Aufgabe A: Schreib aus der Rezension alles von „Wolfgang Weiß“ bis hinunter zu „Ende angefügt (317-321).“ wortgetreu ab.
Aufgabe B: Auf welche Werke beschränkt sich laut der Rezension der Rückgriff auf die Sekundärliteratur?

Lesetext:
++++

Genève: Labor et Fides; Paris: Bayard 2002. 324 S. 8 = Bible en face. Kart. Euro 23,00. ISBN 2-8309-1009-5 (Labor et Fides); 2-227-47079-8 (Bayard).

Rezensent:

Wolfgang Weiß

Die Reihe "Bible en face" möchte ein breiteres frankophones Publikum ansprechen. Der vorliegende Kommentar zum Markusevangelium erfüllt diese Zielsetzung in hervorragender Weise. Einer eingängigen Übersetzung folgt eine auf hohem Niveau begründete Vers-für-Vers-Exegese, die sich durch eine ausgewogene Darstellung und klare Sprache auszeichnet. In allen Teilen werden die Argumente und Folgerungen einem allgemeinen Publikum verständlich, bieten aber zugleich Anregungen für die kundigen Leser und Leserinnen. Ein überarbeitetes Glossar ist dem Werk am Ende angefügt (317-321).

C. selbst, aber auch der Leserkreis, mag bedauern, dass der Rekurs auf die Sekundärliteratur durch die Editionsauflage streng auf französischsprachige Werke beschränkt ist (19). Freilich weiß C. aus einer solchen formalen Beschränkung auch den dankenswerten Vorteil zu ziehen, in groben Zügen die (jüngst) im französischen Sprachraum erschienene - im weitesten Sinne - Kommentarliteratur (samt Neuauflagen) zum Markusevangelium einzuordnen (20). Ohne Zweifel gibt seine eigene Auslegung den internationalen Diskussionsstand wieder und transponiert dessen Ergebnisse im Rahmen des eigenen Auslegungsmodells.

Die Kommentierung wird von einer synchronen Erzählanalyse unter dem spezifischen Aspekt einer re-lecture des Evangeliums geleitet. C. möchte den Text selbst zur Sprache kommen lassen auf dem Hintergrund der exegetischen Ergebnisse. In dieser Weise erfüllt er den ansprechenden Ansatz: "N'ayant pas l'ambition de renouveler l'analyse historique ou littéraire du second évangile, notre commentaire recueillera librement la quintessence de cette longue tradition de lecture du second évangile". Trotz des weitestgehenden Verzichts auf die diachronen Fragen bereitet C. den historischen Horizont und die jeweiligen Denkvoraussetzungen des Evangeliums und seines Autors in einem runden Entwurf der erzählten Welt auf.

++++

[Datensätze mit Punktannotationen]
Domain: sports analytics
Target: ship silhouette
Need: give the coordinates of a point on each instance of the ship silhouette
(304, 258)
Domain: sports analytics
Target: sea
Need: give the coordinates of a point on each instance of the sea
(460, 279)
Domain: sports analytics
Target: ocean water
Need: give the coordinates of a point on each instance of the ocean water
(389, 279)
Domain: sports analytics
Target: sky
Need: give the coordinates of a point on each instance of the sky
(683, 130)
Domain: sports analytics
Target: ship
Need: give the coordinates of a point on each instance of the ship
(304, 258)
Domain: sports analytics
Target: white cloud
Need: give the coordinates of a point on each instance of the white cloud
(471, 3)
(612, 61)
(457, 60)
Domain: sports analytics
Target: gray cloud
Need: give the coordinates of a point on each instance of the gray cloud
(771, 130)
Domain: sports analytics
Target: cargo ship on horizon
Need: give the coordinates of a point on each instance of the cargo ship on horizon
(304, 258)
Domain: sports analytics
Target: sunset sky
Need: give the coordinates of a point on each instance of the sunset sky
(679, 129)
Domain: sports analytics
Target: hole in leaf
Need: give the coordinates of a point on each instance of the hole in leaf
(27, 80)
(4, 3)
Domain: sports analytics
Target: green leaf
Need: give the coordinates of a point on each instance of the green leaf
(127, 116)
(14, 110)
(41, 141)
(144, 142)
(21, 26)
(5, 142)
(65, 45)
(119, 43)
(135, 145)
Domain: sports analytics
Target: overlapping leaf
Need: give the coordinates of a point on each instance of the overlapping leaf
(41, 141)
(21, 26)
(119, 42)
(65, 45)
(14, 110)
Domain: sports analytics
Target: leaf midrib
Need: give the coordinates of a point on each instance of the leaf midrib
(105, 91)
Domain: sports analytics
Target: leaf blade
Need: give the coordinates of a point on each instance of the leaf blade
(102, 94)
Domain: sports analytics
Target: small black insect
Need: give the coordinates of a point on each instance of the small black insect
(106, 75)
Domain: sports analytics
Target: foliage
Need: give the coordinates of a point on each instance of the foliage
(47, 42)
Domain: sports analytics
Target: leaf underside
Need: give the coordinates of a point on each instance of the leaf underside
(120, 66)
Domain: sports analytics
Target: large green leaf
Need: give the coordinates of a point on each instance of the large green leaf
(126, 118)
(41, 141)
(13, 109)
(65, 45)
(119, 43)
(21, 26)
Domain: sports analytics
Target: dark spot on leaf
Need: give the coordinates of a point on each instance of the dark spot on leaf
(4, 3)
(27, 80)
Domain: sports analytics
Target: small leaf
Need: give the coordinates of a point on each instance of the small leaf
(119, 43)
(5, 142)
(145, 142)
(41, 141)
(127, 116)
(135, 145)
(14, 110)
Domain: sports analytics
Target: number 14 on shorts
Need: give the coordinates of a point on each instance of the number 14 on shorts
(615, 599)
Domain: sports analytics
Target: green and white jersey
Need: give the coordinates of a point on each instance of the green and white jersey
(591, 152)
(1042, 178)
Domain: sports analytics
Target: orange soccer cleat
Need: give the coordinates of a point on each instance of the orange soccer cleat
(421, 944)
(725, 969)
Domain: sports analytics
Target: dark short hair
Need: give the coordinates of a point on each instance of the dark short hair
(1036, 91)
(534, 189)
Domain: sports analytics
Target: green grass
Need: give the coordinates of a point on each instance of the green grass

++++

Musterlösung A:
Wolfgang Weiß

Die Reihe "Bible en face" möchte ein breiteres frankophones Publikum ansprechen. Der vorliegende Kommentar zum Markusevangelium erfüllt diese Zielsetzung in hervorragender Weise. Einer eingängigen Übersetzung folgt eine auf hohem Niveau begründete Vers-für-Vers-Exegese, die sich durch eine ausgewogene Darstellung und klare Sprache auszeichnet. In allen Teilen werden die Argumente und Folgerungen einem allgemeinen Publikum verständlich, bieten aber zugleich Anregungen für die kundigen Leser und Leserinnen. Ein überarbeitetes Glossar ist dem Werk am Ende angefügt (317-321).

Musterlösung B: Auf französischsprachige Werke.